#### [EXTRAIT DU DOCUMENT]
--
L'administration Trump place des milliers de lieux de travail à travers les États-Unis sous surveillance policière et étend considérablement les plans de rafles de type militaire pour arrêter et expulser les travailleurs immigrés.
Immigration and Customs Enforcement (ICE – police de l'immigration et des douanes) a annoncé mardi qu'elle a mené 984 arrestations d'immigrants en milieu de travail au cours des neuf mois d'octobre 2017 à juillet 2018, près de six fois plus que les 12 derniers mois, au cours desquels le gouvernement a arraché 172 personnes de leurs lieux de travail pour expulsion.
ICE a également annoncé que jusqu'à présent cette année elle a signifié à 5200 entreprises un avis d'audit, dont le chiffre étonnant de 2738 la semaine dernière uniquement, dans ce qu'il appelle la «deuxième phase» de l'opération. Cela signifie que les agents fédéraux examinent actuellement les listes de paie et vérifient le statut de citoyenneté de dizaines ou de centaines de milliers de travailleurs. ICE déclare qu'entre octobre 2017 et juillet 2018, il a «ouvert 6093 enquêtes sur de lieux de travail» contre 1716 au cours de l'exercice fiscal de l'an précédent.
--
Entrées enregistrées:
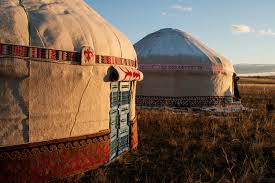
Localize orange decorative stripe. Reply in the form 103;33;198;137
0;43;137;67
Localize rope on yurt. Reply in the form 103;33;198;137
19;0;31;143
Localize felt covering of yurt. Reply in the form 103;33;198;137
0;0;143;182
134;28;234;107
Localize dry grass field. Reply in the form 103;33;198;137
60;77;275;183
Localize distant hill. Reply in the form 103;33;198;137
234;64;275;76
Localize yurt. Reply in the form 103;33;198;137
134;28;234;107
0;0;143;182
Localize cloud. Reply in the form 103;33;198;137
258;28;275;36
231;24;275;36
170;4;193;12
231;24;254;33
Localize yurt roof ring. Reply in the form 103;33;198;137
0;43;137;67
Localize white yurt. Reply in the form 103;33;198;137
134;28;234;107
0;0;143;182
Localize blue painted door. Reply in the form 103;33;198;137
110;82;131;160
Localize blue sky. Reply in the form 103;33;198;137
86;0;275;64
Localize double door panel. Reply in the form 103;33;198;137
110;82;131;159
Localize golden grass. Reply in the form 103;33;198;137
60;78;275;182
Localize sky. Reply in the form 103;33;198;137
86;0;275;64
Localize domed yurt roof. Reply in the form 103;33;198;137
0;0;136;60
134;28;234;72
134;28;234;107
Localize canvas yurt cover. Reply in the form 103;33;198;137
0;0;143;182
134;29;234;107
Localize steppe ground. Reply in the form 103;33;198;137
61;77;275;183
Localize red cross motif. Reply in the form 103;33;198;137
84;48;94;62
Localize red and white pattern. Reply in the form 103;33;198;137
139;64;232;72
0;44;81;62
96;55;137;67
111;66;143;81
0;43;137;67
81;47;95;65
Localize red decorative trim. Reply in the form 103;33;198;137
0;131;110;182
136;96;232;107
130;118;138;150
139;64;232;72
0;43;137;67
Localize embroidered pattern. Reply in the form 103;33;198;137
0;44;81;62
139;64;232;72
130;118;138;150
0;43;137;67
96;55;137;67
136;96;232;107
0;131;110;182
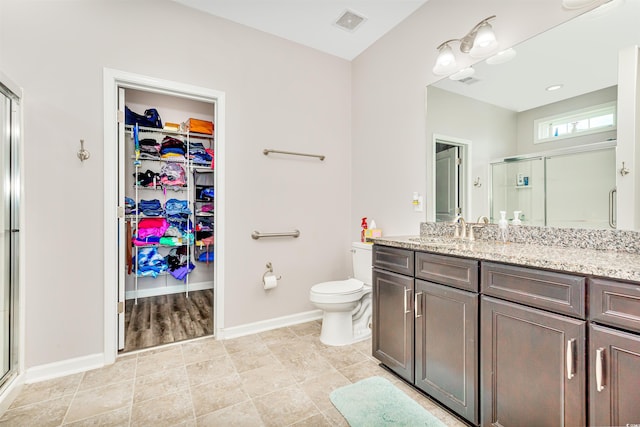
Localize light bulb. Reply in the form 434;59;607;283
433;44;456;76
469;22;498;58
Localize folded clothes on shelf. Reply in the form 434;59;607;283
138;199;164;216
164;199;191;215
136;218;169;239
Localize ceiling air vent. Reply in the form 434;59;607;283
335;10;367;32
458;77;480;85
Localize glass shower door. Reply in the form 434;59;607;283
0;82;19;389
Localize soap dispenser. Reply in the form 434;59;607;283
360;217;369;243
498;211;509;243
511;211;522;225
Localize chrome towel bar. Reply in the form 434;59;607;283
251;230;300;240
262;148;325;160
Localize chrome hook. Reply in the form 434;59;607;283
78;139;91;162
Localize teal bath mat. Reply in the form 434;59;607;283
329;377;445;427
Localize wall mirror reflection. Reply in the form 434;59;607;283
426;0;640;229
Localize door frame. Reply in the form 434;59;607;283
103;68;226;364
0;70;27;404
427;133;473;222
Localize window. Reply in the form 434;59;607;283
533;102;617;144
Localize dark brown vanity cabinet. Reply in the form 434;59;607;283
480;262;587;426
372;245;479;424
414;252;479;424
371;245;414;382
589;279;640;426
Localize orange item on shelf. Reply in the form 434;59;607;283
187;118;213;135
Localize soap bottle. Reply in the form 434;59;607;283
511;211;522;225
360;216;368;243
498;211;509;243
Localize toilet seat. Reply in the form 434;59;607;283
310;279;364;303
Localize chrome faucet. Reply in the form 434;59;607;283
453;215;467;239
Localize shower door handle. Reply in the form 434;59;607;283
609;187;618;228
404;289;411;314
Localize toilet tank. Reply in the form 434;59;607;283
351;242;373;285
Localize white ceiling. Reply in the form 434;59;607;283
173;0;427;60
434;0;640;111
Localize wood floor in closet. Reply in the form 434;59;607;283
121;289;213;353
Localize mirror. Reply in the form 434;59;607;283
427;0;640;228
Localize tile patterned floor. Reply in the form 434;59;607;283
0;322;464;427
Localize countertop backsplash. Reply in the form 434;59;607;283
420;222;640;254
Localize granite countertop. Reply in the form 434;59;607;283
369;235;640;282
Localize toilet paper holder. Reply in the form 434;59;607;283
262;262;282;283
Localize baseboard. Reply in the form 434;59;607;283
0;374;24;414
24;353;104;384
216;310;322;340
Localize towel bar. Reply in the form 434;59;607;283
251;230;300;240
262;148;325;160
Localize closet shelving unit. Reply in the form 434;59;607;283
125;125;215;304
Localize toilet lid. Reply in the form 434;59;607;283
311;279;364;295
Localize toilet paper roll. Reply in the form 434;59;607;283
262;273;278;289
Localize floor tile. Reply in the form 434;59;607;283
0;394;73;427
187;355;236;387
131;390;195;427
253;386;319;427
300;371;351;411
65;380;133;423
78;359;138;391
230;344;278;372
240;364;295;398
282;353;335;382
196;400;264;427
223;334;263;354
0;321;464;427
181;338;227;365
136;344;184;376
191;373;249;417
258;328;298;345
64;406;131;427
133;366;189;404
10;373;83;409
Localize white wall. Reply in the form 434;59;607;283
350;0;596;238
425;87;517;221
0;0;351;368
0;0;608;368
514;86;618;154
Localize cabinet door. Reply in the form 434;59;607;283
372;268;414;382
589;324;640;426
415;280;478;424
480;296;586;426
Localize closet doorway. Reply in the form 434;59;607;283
105;70;224;363
432;136;471;222
0;74;21;391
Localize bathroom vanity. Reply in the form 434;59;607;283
372;231;640;426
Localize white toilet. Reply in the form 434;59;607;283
309;242;372;346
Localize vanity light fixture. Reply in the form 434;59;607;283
433;15;498;76
562;0;598;10
484;47;516;65
449;67;476;80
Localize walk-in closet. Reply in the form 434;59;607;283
118;87;216;353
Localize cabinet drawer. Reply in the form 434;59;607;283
416;252;478;292
481;262;586;319
373;245;413;276
589;279;640;332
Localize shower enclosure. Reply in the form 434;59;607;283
491;147;616;229
0;73;20;392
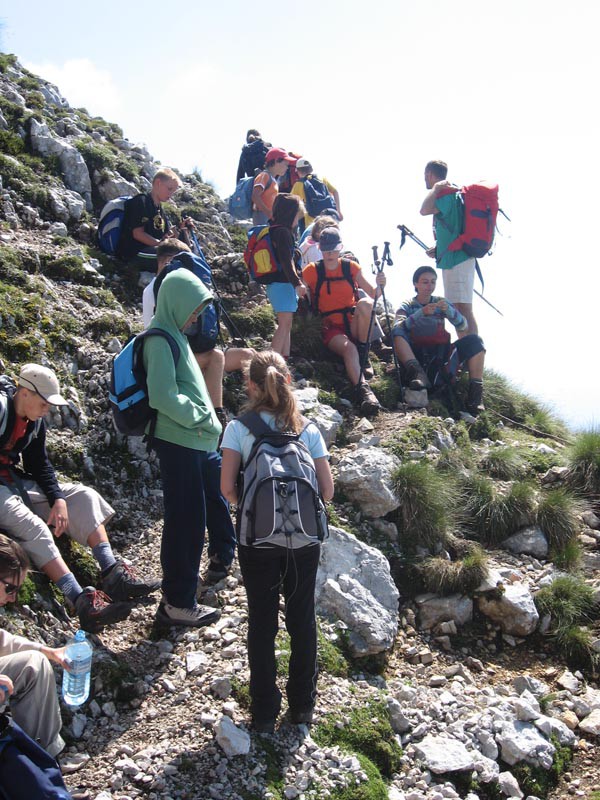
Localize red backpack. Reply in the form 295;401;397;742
441;181;504;258
244;225;282;284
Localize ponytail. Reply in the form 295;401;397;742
244;350;303;433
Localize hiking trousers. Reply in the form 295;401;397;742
238;545;321;722
0;650;65;757
153;439;235;608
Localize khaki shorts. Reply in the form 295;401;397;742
0;479;115;569
442;258;475;303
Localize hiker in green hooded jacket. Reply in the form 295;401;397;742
144;270;234;627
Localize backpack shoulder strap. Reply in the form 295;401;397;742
238;411;275;439
313;259;325;311
136;328;181;366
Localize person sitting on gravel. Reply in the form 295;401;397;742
221;350;333;733
302;228;385;414
0;364;160;632
117;168;182;272
0;534;66;757
143;269;229;627
142;238;254;426
392;267;485;417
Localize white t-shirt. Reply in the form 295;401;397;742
142;278;156;328
221;411;329;464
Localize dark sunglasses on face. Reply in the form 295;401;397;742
0;578;21;594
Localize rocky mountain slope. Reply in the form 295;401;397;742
0;54;600;800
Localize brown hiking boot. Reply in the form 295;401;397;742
406;361;431;392
356;381;381;416
465;381;485;417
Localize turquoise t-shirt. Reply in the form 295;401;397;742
434;192;470;269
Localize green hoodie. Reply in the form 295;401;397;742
144;269;221;451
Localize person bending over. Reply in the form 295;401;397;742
392;267;485;416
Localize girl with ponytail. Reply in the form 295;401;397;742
221;350;333;733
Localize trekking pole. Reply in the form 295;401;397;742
381;242;402;399
397;225;504;317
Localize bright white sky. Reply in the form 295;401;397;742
0;0;600;428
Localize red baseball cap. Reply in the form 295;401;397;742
265;147;296;162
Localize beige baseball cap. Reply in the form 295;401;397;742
19;364;67;406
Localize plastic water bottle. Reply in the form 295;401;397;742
62;631;93;706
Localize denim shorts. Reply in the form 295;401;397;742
265;283;298;314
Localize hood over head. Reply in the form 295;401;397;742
273;192;301;228
152;269;212;331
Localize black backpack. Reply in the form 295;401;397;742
242;139;269;177
236;411;329;550
301;175;337;217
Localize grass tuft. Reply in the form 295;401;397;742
392;462;456;552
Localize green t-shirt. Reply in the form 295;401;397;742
434;192;470;269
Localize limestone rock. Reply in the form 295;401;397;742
215;715;250;758
413;735;474;775
477;582;539;636
502;525;548;558
316;528;399;656
337;448;400;517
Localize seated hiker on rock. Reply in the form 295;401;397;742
291;158;344;230
302;228;385;414
298;211;339;267
235;128;271;185
252;147;294;225
142;239;254;432
0;534;66;757
117;168;181;272
0;364;160;632
392;267;485;416
143;269;235;627
265;194;306;358
221;350;333;733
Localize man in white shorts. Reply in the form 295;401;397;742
421;161;478;339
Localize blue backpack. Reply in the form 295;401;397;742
0;713;72;800
153;246;221;353
97;195;131;256
302;175;337;217
108;328;179;438
228;175;274;219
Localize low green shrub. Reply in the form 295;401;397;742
312;702;402;778
567;429;600;498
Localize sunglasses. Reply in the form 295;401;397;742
0;578;21;594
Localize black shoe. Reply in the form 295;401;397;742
406;364;431;392
465;381;485;417
75;586;131;633
356;381;381;416
102;561;160;600
252;717;276;734
156;601;221;628
290;708;314;725
356;342;375;378
206;556;231;583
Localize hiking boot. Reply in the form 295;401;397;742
406;363;431;392
371;339;394;363
156;600;221;628
356;342;375;378
102;561;160;600
205;556;231;583
75;586;131;633
356;381;381;416
252;717;276;734
290;708;314;725
465;381;485;417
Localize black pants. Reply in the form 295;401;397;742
154;439;235;608
238;545;321;721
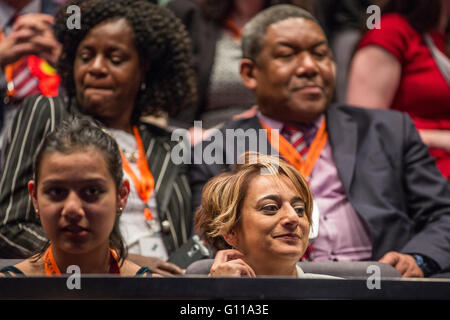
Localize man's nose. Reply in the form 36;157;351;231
296;52;319;78
89;54;108;76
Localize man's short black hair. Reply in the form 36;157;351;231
242;4;320;61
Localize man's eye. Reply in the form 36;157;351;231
313;51;328;59
44;188;67;200
111;57;123;64
294;206;305;217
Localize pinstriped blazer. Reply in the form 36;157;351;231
0;96;193;258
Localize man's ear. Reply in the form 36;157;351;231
240;59;258;90
223;229;239;249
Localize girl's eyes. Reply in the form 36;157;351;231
44;186;104;202
44;188;67;200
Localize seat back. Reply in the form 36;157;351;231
186;259;401;279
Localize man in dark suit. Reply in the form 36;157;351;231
191;5;450;277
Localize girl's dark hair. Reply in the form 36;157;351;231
54;0;197;120
382;0;442;33
33;117;127;263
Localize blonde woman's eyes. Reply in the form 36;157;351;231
262;204;278;213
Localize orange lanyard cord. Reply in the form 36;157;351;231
260;120;328;179
120;126;155;220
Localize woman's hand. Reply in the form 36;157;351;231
0;14;61;68
419;130;450;152
209;249;256;277
379;251;424;278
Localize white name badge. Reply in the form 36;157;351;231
309;200;320;242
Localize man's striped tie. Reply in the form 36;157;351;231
282;125;309;159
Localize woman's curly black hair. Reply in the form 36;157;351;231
54;0;197;119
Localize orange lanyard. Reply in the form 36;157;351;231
225;18;242;40
260;120;328;179
0;28;17;97
44;245;120;276
120;126;155;220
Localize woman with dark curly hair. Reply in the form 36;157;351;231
0;0;196;274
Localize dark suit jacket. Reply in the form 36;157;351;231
167;0;220;127
0;96;192;258
190;106;450;269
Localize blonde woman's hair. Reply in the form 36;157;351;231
195;152;313;250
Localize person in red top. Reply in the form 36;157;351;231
347;0;450;179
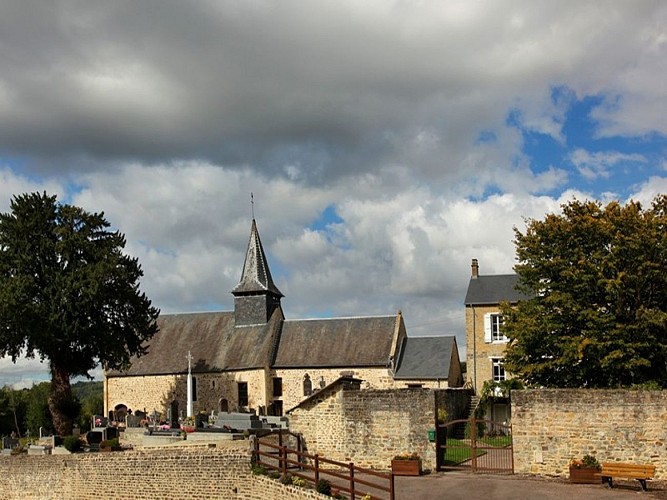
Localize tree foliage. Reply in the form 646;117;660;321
502;195;667;387
0;193;159;434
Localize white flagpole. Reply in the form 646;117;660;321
187;351;192;418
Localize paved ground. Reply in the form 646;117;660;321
394;472;667;500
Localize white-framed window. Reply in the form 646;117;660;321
491;358;507;382
484;313;509;343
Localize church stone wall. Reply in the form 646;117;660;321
270;368;454;411
0;441;325;500
104;369;266;418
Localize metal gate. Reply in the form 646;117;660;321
436;418;514;474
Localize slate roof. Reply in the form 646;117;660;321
273;316;398;368
232;219;284;297
465;274;531;306
109;310;282;376
394;336;457;380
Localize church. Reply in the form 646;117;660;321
104;219;463;418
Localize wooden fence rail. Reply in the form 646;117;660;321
255;439;394;500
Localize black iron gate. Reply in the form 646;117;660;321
436;418;514;474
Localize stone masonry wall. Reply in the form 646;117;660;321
105;369;266;415
274;368;447;411
512;389;667;479
290;387;444;470
0;441;324;500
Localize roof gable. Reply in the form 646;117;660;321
465;274;531;306
274;316;397;368
394;336;458;380
109;310;282;376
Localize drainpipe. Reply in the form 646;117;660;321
470;304;477;394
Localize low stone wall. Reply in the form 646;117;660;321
289;387;468;470
512;389;667;479
0;441;323;500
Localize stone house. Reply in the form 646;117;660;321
104;220;463;418
465;259;530;394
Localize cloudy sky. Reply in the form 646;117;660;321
0;0;667;385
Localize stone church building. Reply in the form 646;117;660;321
104;220;463;416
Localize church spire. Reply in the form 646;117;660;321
232;219;284;297
232;219;284;326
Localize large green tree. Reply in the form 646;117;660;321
0;193;159;435
503;195;667;387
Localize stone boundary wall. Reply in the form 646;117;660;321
512;389;667;479
0;441;324;500
289;386;469;470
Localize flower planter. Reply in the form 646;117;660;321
570;467;602;484
391;460;422;476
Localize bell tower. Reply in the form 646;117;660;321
232;218;284;326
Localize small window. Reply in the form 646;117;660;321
303;373;313;397
491;358;506;382
238;382;248;406
484;313;509;342
273;377;283;398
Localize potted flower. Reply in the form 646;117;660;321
100;438;123;451
391;453;422;476
570;455;600;484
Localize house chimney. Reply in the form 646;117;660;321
470;259;479;279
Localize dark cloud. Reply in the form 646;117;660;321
0;0;664;184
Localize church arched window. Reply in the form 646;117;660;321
303;373;313;396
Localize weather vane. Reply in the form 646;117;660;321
250;191;255;220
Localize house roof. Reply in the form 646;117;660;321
394;336;458;380
109;310;282;376
273;316;399;368
465;274;530;306
232;219;284;297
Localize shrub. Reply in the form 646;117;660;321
315;479;331;496
292;476;308;486
63;436;83;453
100;438;120;450
280;472;292;484
250;464;266;476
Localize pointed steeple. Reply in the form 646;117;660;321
232;219;284;326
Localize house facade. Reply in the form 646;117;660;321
465;259;529;394
104;220;463;418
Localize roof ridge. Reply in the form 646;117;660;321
284;314;396;323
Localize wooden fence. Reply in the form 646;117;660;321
255;438;394;500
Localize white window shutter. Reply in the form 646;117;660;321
484;313;491;344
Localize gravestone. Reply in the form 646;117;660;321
86;429;106;450
168;401;180;429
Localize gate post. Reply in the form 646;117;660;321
470;416;477;472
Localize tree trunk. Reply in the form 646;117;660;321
48;361;74;436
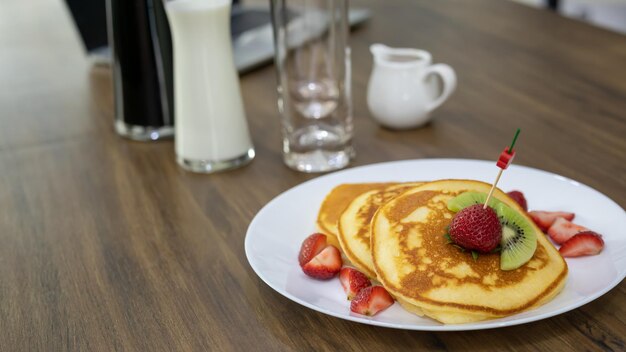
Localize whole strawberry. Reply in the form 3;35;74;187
449;204;502;252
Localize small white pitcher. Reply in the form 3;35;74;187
367;44;456;129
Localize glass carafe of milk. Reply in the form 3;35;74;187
166;0;254;173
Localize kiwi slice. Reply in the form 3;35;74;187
495;203;537;270
448;192;500;213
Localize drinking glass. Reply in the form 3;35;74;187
271;0;354;172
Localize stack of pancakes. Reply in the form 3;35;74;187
317;180;567;324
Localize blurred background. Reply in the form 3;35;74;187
65;0;626;64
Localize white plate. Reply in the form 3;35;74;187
245;159;626;331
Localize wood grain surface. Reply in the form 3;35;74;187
0;0;626;351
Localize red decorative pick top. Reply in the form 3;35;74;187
483;128;520;209
496;147;515;170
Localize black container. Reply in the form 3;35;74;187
107;0;174;141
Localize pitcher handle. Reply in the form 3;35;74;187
422;64;456;112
--
#### [ÉNONCÉ ÉCRIT A]
D'après l'extrait sur les arrestations d'immigrés, combien d'arrestations en milieu de travail ICE a-t-elle menées d'octobre 2017 à juillet 2018 ?
#### [ÉNONCÉ ÉCRIT B]
Citez l'extrait sur les arrestations d'immigrés à partir de « L'administration Trump place » jusqu'à « les travailleurs immigrés. ».

#### [RÉPONSE FINALE A]
984 arrestations.

#### [RÉPONSE FINALE B]
L'administration Trump place des milliers de lieux de travail à travers les États-Unis sous surveillance policière et étend considérablement les plans de rafles de type militaire pour arrêter et expulser les travailleurs immigrés.